Exercise aim
Reproduce every one of the entries below word for word, leaving out the pictures.

[Stored dataset entries]
-------------------------

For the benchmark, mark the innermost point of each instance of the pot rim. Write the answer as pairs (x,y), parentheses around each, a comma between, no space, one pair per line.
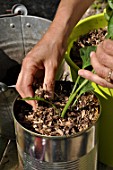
(56,137)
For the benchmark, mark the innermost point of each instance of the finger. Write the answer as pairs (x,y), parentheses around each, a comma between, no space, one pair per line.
(94,78)
(107,45)
(100,69)
(49,79)
(103,57)
(24,86)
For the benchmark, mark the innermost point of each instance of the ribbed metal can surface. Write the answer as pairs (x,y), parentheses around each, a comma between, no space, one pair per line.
(38,152)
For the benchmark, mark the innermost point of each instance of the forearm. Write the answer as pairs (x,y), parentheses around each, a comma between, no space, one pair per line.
(68,14)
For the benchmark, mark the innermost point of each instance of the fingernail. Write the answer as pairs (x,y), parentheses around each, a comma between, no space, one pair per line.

-------------------------

Expected answer
For the benchmark, mark the innermost point of each instance of the pot rim. Write the answer as pairs (x,y), parentheses around each, a comma between, no space, one pair per line.
(56,137)
For the benchmark, mark the innermost point of each instance of the finger. Write the answer as pairs (x,y), parentheses around each, a comma between, no space, one pair per line.
(94,78)
(107,45)
(100,69)
(49,79)
(103,57)
(24,86)
For the benchmark, mark the innermost point of each instance of the ribbed metal can surface. Write the answer as pairs (x,y), parentheses around each, a comma between, no space, one pair per line.
(38,152)
For the benchmark, mark the innermost point of each instance of the forearm. Write the answer as pairs (x,y), parentheses around each, a comma between, no space, one pair per line.
(68,14)
For the benchmark, mark the innermost point of each instance of the fingernail. Write the answer as pairs (x,y), parentheses around each, a comma between, no space, one pair per line.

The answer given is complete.